▸ WORK INSTRUCTIONS
When the line containing "Where can the sky" appears in the entries below, begin printing there and stop after the line containing "Where can the tree be"; print each of those lines exactly and no other line.

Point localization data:
•••••

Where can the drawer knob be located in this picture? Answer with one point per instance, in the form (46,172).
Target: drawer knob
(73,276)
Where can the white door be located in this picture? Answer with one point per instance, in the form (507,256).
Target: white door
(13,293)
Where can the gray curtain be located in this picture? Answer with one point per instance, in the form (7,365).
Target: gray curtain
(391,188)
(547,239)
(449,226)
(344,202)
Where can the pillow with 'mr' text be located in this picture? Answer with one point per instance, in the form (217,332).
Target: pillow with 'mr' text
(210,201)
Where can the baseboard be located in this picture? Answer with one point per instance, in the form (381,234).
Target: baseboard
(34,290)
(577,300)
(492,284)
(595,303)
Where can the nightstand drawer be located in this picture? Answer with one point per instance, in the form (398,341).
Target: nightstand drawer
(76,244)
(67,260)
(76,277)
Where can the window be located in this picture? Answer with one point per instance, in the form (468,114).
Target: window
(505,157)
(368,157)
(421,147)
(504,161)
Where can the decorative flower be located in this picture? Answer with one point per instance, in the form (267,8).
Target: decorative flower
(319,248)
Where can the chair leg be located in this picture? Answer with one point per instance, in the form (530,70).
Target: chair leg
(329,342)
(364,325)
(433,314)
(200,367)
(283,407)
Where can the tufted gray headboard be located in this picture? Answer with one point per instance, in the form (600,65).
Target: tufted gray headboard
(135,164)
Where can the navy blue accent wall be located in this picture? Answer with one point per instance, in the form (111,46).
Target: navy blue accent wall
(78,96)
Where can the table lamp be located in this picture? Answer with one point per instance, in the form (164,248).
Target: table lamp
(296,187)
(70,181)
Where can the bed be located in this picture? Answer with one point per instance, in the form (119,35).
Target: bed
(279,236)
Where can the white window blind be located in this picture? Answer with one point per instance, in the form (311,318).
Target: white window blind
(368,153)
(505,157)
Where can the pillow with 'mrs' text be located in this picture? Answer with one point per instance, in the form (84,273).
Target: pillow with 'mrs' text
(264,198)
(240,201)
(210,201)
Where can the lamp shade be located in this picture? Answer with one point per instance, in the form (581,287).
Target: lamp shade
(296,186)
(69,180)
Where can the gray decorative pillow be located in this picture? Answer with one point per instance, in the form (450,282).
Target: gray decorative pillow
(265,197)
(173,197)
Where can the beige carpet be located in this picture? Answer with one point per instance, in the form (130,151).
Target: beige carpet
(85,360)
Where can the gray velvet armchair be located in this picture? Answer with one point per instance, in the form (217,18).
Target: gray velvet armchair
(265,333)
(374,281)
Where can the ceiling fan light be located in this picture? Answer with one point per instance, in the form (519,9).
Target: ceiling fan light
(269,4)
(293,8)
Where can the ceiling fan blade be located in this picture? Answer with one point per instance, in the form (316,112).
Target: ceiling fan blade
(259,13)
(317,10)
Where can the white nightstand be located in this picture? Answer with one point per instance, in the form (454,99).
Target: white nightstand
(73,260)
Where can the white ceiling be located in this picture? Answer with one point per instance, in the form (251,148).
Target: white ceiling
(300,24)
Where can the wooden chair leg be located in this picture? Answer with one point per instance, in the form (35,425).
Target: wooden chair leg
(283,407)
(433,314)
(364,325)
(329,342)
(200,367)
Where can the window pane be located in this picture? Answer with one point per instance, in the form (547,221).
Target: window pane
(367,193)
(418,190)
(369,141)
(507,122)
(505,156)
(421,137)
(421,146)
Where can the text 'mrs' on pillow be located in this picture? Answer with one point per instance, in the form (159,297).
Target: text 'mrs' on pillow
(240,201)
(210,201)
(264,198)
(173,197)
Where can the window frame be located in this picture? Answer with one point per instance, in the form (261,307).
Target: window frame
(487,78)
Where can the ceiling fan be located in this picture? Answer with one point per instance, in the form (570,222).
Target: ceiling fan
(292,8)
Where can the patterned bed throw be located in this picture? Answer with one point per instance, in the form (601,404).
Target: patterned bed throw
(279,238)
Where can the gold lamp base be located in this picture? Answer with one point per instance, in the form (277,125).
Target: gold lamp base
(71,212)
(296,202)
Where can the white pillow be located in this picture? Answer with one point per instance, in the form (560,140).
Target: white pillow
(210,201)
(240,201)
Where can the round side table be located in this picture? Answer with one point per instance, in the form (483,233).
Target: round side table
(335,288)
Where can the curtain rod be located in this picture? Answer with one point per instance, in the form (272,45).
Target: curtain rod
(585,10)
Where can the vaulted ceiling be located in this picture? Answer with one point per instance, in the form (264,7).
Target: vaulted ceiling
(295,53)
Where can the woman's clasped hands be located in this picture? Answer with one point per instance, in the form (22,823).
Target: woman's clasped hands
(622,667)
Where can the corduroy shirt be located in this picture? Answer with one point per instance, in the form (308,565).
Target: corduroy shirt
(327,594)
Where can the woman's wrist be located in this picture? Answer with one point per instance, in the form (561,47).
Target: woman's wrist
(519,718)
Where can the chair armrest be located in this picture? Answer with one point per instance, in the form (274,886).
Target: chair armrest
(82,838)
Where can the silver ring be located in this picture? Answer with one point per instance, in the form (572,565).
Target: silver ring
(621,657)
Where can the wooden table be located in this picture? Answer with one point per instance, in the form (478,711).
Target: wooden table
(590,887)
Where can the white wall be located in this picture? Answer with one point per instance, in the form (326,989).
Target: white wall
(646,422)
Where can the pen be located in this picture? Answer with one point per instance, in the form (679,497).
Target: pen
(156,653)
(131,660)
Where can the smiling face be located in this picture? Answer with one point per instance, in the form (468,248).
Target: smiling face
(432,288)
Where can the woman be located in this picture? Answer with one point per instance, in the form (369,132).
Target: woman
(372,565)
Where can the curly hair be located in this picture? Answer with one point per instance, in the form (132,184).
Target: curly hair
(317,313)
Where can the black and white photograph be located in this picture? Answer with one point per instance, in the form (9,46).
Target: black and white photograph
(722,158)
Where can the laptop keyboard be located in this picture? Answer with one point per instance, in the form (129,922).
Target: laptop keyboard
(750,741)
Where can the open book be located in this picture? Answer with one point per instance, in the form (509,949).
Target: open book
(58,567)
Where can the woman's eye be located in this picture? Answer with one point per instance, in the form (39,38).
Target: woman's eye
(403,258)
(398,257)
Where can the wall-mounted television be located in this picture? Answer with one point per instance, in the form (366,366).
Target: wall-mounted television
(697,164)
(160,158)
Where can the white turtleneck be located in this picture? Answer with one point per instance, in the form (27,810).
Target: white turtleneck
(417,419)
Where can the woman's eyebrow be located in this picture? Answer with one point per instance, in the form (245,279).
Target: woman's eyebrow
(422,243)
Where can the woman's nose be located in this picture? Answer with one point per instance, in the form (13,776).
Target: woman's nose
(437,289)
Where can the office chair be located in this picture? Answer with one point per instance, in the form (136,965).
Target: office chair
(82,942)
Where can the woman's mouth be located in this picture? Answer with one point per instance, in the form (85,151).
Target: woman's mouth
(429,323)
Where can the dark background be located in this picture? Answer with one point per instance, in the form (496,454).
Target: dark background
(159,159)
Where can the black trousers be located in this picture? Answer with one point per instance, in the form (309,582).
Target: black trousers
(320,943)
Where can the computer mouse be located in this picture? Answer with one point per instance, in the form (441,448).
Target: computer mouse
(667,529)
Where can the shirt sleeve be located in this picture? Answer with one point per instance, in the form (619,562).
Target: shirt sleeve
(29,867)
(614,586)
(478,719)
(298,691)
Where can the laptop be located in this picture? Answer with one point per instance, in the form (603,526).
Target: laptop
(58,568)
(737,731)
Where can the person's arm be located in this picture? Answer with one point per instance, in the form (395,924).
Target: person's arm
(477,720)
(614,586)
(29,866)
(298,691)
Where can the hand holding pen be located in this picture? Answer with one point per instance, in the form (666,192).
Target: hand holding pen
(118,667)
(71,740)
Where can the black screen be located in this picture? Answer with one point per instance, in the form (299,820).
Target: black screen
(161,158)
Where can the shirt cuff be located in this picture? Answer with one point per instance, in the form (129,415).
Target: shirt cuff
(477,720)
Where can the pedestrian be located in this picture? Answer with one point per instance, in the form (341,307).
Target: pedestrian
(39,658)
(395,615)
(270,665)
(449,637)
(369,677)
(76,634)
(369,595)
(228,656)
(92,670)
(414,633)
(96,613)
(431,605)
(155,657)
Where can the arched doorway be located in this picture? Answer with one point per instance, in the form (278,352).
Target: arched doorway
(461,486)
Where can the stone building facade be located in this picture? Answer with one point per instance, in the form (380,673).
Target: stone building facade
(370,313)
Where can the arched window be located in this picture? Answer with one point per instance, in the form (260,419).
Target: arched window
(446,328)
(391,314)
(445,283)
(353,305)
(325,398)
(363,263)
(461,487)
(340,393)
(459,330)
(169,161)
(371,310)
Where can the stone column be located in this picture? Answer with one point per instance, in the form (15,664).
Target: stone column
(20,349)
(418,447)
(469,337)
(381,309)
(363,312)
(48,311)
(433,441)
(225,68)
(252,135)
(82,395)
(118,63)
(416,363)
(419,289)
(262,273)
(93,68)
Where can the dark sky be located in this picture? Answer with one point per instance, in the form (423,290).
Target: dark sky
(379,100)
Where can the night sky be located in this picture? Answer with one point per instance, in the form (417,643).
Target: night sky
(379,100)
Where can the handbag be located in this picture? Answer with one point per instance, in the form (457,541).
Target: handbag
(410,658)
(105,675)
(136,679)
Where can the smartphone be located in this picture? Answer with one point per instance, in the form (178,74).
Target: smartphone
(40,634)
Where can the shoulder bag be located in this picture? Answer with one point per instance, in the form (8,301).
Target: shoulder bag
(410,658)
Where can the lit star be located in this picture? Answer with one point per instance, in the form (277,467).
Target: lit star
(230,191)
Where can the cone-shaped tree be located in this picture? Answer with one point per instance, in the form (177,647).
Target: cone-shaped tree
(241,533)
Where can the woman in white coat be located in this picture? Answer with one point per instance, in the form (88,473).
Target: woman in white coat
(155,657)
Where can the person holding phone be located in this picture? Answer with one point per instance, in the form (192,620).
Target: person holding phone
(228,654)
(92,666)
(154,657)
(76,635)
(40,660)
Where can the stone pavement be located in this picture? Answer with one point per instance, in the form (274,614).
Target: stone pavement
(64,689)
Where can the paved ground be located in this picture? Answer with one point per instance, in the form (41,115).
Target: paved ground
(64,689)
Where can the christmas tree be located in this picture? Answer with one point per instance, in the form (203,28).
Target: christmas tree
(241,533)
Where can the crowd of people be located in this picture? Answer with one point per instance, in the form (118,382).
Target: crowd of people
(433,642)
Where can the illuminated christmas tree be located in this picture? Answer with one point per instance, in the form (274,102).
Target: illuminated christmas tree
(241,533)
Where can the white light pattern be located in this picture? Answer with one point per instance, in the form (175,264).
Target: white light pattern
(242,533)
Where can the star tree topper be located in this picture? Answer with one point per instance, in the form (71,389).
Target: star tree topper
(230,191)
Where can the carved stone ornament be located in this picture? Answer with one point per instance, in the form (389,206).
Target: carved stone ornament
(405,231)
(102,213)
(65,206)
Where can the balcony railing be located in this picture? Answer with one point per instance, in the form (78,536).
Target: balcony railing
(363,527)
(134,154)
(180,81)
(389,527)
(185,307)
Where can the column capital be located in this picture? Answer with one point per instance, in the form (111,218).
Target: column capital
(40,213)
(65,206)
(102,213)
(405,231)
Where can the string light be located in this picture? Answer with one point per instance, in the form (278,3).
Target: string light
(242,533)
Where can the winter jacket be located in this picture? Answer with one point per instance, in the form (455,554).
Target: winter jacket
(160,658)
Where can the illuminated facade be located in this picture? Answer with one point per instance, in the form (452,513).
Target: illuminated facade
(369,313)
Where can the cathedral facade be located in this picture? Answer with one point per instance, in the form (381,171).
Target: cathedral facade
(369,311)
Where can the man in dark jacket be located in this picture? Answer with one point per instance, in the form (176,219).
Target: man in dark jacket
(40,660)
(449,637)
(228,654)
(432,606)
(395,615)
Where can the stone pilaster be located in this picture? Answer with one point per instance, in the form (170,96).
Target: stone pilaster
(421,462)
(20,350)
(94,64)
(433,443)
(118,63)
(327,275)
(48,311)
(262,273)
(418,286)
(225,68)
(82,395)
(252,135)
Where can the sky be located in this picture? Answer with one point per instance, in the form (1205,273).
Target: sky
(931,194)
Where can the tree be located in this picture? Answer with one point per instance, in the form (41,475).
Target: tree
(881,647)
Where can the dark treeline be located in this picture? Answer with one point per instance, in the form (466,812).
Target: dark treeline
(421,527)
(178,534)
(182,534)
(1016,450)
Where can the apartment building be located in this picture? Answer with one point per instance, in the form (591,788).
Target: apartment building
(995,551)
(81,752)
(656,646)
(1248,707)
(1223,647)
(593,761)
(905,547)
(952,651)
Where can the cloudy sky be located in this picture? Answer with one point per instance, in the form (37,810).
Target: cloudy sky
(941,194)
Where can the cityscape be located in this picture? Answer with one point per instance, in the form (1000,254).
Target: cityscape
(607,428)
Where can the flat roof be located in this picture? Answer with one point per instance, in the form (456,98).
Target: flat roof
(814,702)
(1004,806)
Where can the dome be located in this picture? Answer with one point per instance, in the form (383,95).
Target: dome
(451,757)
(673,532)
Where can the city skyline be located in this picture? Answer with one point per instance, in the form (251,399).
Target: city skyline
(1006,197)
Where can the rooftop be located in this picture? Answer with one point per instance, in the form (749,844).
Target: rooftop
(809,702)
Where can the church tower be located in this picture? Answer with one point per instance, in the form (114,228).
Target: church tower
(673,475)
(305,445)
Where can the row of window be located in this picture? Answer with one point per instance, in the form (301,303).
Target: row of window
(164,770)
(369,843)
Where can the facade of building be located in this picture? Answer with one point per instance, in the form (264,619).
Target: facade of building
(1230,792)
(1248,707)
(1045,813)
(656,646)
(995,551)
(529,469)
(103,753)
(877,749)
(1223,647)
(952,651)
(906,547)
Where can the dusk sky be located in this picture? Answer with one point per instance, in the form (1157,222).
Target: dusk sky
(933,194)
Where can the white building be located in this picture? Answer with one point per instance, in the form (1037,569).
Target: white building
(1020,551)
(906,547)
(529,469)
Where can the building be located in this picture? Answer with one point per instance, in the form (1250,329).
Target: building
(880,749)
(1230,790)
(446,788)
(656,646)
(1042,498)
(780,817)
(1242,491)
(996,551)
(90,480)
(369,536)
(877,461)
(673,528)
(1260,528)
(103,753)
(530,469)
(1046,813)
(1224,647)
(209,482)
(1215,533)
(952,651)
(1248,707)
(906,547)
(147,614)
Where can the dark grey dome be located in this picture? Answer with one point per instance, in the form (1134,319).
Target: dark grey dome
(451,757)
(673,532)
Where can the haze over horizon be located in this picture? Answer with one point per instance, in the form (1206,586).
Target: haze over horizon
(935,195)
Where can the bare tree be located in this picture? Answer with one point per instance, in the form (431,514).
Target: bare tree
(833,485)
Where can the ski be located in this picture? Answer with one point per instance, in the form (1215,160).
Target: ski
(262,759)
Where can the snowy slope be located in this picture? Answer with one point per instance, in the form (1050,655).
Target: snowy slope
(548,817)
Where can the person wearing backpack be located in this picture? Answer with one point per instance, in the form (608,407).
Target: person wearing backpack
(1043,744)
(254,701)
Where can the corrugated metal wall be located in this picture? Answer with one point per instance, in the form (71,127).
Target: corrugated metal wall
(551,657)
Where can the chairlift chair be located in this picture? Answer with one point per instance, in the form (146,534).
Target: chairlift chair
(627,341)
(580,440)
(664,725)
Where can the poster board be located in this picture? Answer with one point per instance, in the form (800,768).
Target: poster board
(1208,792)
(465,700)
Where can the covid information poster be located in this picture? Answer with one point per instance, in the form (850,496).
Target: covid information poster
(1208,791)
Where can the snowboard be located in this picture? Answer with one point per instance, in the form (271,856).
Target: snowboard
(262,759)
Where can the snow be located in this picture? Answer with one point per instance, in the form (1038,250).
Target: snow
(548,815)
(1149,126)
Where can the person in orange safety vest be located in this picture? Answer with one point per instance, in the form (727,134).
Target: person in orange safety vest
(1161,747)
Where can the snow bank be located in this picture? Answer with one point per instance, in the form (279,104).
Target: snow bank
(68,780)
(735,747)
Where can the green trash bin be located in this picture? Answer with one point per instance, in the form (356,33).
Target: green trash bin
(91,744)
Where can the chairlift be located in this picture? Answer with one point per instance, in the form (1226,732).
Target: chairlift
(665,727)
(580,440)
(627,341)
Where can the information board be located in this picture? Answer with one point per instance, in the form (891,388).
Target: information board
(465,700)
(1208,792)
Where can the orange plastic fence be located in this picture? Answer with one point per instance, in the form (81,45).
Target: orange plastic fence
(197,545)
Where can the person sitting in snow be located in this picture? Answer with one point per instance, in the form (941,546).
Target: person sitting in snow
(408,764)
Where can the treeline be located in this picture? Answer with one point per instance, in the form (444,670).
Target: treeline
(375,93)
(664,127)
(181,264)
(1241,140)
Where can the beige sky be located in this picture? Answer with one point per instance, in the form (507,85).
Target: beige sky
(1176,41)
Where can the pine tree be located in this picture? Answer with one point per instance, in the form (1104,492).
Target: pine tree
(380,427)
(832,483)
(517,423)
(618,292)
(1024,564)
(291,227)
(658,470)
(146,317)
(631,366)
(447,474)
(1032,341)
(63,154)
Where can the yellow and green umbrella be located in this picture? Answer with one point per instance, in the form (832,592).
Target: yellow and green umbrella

•••••

▸ RESPONSE
Where can the sky be located in this picture? Answer with one point per instance, in the form (1205,273).
Target: sky
(931,194)
Where can the tree be located in this picture? Answer with one point per instance, in the form (41,475).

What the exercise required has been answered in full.